**EXCERPTED RECORDS**
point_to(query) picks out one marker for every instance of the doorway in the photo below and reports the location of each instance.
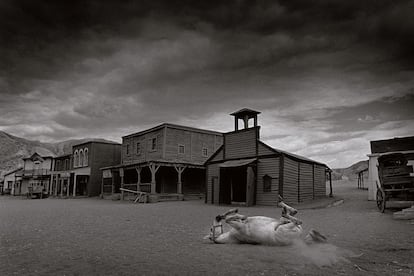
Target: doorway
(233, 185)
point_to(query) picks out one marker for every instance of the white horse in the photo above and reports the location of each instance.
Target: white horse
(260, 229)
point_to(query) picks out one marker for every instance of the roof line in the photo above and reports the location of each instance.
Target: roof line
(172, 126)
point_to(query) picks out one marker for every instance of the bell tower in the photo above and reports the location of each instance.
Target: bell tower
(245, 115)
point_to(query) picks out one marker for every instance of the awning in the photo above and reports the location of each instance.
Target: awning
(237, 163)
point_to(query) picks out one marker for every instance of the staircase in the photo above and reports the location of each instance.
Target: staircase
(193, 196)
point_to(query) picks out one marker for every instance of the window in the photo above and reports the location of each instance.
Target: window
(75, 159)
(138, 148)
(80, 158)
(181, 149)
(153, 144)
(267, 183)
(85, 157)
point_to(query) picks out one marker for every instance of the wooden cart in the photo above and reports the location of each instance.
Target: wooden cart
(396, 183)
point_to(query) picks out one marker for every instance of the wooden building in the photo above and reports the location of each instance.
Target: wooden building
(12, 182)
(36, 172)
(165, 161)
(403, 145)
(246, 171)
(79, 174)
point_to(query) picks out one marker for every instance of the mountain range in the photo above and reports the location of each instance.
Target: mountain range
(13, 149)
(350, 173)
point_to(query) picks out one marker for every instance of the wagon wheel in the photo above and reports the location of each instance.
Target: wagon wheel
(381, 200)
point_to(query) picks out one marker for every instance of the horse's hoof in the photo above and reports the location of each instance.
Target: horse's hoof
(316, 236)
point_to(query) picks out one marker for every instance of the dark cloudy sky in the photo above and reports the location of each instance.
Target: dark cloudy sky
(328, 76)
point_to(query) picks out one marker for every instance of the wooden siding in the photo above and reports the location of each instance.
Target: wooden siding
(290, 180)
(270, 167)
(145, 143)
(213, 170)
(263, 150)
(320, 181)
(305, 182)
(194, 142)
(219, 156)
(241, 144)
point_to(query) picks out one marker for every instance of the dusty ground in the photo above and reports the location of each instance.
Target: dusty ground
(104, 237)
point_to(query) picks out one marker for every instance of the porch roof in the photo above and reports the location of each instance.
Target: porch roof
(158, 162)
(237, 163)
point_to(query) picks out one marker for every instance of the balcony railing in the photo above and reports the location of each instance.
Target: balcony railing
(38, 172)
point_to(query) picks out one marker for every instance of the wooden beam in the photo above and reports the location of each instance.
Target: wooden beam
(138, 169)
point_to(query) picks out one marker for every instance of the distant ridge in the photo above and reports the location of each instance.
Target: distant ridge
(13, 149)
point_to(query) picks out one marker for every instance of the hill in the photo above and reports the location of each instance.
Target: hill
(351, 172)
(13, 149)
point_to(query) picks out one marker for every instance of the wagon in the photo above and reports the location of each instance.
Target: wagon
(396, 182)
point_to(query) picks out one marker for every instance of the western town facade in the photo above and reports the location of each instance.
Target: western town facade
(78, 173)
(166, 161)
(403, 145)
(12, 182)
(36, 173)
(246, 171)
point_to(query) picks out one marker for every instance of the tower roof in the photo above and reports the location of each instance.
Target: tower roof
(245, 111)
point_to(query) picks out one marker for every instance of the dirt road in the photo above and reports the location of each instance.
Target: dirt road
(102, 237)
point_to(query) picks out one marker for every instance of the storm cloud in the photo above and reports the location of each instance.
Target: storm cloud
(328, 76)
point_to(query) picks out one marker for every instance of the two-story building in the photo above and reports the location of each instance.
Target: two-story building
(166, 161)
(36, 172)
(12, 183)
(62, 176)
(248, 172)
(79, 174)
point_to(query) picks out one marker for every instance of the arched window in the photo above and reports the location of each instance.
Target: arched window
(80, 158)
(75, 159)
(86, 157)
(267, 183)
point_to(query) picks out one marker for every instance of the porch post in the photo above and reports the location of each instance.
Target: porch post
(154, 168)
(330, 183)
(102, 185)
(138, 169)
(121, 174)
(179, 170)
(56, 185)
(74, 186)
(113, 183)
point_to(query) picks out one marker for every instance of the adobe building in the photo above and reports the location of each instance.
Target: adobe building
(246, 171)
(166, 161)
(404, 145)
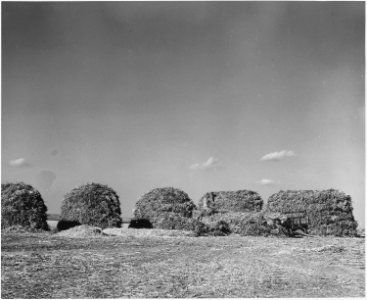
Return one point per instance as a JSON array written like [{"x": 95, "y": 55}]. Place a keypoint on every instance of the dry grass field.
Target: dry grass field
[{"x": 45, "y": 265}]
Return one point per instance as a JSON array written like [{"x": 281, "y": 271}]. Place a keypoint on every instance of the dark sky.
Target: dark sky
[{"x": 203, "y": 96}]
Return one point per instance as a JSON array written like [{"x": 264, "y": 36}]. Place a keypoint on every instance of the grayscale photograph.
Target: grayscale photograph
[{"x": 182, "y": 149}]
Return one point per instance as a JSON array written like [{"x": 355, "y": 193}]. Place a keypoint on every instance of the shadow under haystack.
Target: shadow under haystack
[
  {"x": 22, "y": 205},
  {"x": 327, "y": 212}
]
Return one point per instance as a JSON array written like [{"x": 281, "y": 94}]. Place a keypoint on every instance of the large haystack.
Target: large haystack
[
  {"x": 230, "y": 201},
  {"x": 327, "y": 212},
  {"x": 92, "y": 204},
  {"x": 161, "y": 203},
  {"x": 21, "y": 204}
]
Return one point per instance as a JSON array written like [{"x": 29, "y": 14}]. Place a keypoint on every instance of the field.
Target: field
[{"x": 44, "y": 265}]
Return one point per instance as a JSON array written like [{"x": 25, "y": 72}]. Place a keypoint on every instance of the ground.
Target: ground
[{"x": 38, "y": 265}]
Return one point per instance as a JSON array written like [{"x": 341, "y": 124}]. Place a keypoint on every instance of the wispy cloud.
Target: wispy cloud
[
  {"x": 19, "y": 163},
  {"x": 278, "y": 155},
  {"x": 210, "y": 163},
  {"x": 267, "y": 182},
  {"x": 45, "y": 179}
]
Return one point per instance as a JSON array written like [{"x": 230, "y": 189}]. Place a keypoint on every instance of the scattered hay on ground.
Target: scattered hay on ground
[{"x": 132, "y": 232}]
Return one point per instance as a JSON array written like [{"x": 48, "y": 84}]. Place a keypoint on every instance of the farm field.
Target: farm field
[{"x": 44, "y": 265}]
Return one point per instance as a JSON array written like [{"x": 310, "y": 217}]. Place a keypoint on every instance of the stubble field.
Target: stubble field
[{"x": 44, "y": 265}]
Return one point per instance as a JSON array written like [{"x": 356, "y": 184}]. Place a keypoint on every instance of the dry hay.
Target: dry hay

**DIRECTIONS**
Transcribe the entries from their first line to the line that holds "of the roof", both included, and skip every picture.

**EXERCISE RESULT**
point_to(query) picks out one marker for every instance of the doorway in the photo below and reports the location of each instance.
Target: doorway
(233, 185)
point_to(query) picks out one marker for every instance of the white horse in the photo above and reports the location of each instance.
Target: white horse
(260, 229)
point_to(query) picks out one marker for every instance of the roof line in the photo above and reports the location of each instance.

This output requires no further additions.